* Source document:
Somebody rumored that this armor has innate resistance to death and mind attack, but it is totally wrong [...]

Q1. What exactly this "somebody rumored" construction means?

Do I understand right, that this means "some person, no matter who is it exactly, made a rumor about..."?

I searched it and have found few more examples:

  • But I heard at hospital from Naveen-one of our classmate that somebody rumored; she was having an affair with someone in the school.

  • For somebody rumored to be on death's door, Camille looked awfully good to him.

  • I mean, jeez, phoningup somebody rumored to be in the Russian mob wasn'tto be taken lightly.

  • The only thing she learned was that, in east Mississippi, somebody rumored to be an enforcer for a boss in Memphis was punishing dealers who...

  • On that particular day in history somebody rumored to Purdy Parker that Darlene had called them all the Pasty Parkers.

* Required actions:
(a) In the question about "somebody rumored," switch "hospital" to "work" in everything from "I searched it" down to "in the school.".
(b) In the question about "somebody rumored," what is the armor rumored to have innate resistance to?

* Given information:
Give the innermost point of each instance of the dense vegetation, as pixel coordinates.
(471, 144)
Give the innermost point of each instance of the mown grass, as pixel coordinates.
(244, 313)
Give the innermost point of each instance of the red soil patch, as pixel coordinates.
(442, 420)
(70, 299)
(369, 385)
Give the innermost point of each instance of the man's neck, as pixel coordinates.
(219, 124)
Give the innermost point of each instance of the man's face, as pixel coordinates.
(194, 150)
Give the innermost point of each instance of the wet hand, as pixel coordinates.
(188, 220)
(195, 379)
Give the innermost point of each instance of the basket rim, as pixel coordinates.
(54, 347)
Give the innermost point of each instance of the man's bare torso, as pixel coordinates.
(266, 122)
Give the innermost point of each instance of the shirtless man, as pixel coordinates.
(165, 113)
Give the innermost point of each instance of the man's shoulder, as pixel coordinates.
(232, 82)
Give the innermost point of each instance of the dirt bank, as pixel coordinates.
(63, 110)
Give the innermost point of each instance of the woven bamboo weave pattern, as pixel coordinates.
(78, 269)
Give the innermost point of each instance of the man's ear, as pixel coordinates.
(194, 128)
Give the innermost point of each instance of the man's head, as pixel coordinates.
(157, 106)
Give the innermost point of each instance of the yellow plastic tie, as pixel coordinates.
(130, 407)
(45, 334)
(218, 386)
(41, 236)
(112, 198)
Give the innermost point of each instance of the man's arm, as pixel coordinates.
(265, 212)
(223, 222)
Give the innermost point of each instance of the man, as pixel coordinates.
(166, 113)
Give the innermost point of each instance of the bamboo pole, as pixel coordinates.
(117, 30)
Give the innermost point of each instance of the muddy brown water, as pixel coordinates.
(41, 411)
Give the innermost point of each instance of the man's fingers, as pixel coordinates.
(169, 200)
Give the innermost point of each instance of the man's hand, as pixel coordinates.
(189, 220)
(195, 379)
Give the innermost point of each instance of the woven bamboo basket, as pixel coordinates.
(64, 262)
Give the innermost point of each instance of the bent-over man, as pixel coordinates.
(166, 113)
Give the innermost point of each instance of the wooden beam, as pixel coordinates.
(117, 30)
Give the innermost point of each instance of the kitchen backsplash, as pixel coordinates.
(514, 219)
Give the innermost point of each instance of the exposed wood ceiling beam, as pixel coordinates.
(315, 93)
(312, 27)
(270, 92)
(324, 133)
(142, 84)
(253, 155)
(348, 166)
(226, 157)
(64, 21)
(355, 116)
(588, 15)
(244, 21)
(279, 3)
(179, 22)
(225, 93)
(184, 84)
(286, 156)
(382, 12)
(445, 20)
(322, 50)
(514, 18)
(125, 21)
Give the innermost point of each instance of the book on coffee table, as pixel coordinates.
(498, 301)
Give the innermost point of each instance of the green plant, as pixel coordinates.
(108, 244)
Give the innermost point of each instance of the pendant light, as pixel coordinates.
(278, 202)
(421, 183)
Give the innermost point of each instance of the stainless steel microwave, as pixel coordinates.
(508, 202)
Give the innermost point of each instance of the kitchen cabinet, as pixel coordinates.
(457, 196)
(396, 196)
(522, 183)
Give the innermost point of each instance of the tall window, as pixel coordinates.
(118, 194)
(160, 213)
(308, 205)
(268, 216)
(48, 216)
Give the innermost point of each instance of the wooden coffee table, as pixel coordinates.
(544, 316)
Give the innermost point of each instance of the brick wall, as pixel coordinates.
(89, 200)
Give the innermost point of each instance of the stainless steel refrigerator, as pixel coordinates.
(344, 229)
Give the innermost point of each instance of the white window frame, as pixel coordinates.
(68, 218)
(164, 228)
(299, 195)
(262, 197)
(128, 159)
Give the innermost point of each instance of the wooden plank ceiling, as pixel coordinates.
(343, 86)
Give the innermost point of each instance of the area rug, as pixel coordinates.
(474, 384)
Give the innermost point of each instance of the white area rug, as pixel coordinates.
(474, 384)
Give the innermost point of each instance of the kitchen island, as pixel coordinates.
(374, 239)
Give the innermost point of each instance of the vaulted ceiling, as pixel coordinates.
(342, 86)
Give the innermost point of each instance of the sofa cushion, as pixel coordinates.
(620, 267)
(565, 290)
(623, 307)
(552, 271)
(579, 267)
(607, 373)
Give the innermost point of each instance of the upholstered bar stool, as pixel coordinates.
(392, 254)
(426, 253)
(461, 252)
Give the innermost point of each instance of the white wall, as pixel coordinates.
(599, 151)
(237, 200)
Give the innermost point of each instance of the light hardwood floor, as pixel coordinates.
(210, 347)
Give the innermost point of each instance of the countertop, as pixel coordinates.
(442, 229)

* Answers to each task:
(a)
I searched it and have found few more examples:

  • But I heard at work from Naveen-one of our classmate that somebody rumored; she was having an affair with someone in the school.

(b) Death and mind attack.